Entries drawn from a collection

● ● ●

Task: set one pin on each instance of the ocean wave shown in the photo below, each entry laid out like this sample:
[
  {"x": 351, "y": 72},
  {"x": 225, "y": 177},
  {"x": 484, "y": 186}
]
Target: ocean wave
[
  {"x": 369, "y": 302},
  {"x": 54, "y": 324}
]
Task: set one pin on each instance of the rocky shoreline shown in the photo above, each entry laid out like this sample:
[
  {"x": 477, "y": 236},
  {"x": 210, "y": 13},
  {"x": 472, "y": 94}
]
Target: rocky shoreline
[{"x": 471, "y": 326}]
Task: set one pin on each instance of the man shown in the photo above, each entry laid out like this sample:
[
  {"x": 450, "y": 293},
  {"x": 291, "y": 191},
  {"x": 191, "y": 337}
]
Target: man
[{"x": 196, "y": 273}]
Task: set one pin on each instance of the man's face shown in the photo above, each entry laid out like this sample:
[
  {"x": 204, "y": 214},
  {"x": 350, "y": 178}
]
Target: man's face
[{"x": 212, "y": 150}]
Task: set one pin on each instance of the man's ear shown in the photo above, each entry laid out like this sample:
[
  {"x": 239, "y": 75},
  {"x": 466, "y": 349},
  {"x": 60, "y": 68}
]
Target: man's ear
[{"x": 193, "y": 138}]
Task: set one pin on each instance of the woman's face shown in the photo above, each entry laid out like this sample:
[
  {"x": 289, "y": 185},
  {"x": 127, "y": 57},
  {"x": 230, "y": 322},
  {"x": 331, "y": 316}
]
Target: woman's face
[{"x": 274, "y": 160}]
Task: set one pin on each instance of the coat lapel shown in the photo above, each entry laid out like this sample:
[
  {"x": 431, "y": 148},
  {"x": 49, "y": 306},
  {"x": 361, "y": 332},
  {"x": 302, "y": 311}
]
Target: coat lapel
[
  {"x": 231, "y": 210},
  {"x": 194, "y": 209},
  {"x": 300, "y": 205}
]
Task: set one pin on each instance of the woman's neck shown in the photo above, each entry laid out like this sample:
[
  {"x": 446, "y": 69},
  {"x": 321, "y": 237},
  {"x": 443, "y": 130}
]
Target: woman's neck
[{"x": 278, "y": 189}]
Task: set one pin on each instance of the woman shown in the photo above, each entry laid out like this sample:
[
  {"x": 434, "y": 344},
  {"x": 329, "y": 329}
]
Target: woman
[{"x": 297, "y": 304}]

● ● ●

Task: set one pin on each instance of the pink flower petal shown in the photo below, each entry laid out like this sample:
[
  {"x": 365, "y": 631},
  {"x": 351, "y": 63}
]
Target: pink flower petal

● ● ●

What the exercise asks: Report every line in the records above that contains the word "laid".

Complete output:
Task: set one pin on each instance of the ocean wave shown in the photo below, each entry laid out like this sample:
Task: set one pin on each instance of the rocky shoreline shown in the photo above, each entry laid out like this sample:
Task: set one pin on each instance of the man shown in the photo above, each entry laid out like this sample:
Task: set one pin on each instance of the man's face shown in the photo above, each entry laid out like this sample:
Task: set one pin on each instance of the man's ear shown in the photo above, each entry laid out like this sample:
Task: set one pin on each instance of the woman's face shown in the photo above, each entry laid out like this sample:
Task: set one pin on each instance of the coat lapel shown in the photo above, each entry laid out like this sample:
Task: set one pin on each instance of the woman's neck shown in the photo above, each entry laid out like this sample:
Task: set one pin on each instance of the woman shown in the photo above, each entry laid out like this sample:
Task: set one pin on each instance of the pink flower petal shown in the photo below, each entry laid out like this sample:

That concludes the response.